▸ Exercise description
Rewrite the lines below, changing each occurrence of "green foliage" to "leafy vegetation" and leaving everything else untouched.

╔══

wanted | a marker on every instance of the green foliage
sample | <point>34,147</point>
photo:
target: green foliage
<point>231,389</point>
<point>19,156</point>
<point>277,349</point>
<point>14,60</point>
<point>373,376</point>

╚══

▸ Reply to the task
wanted | a marker on every instance of the leafy vegetation
sample | <point>34,147</point>
photo:
target: leafy vegetation
<point>231,389</point>
<point>19,156</point>
<point>277,349</point>
<point>14,60</point>
<point>373,376</point>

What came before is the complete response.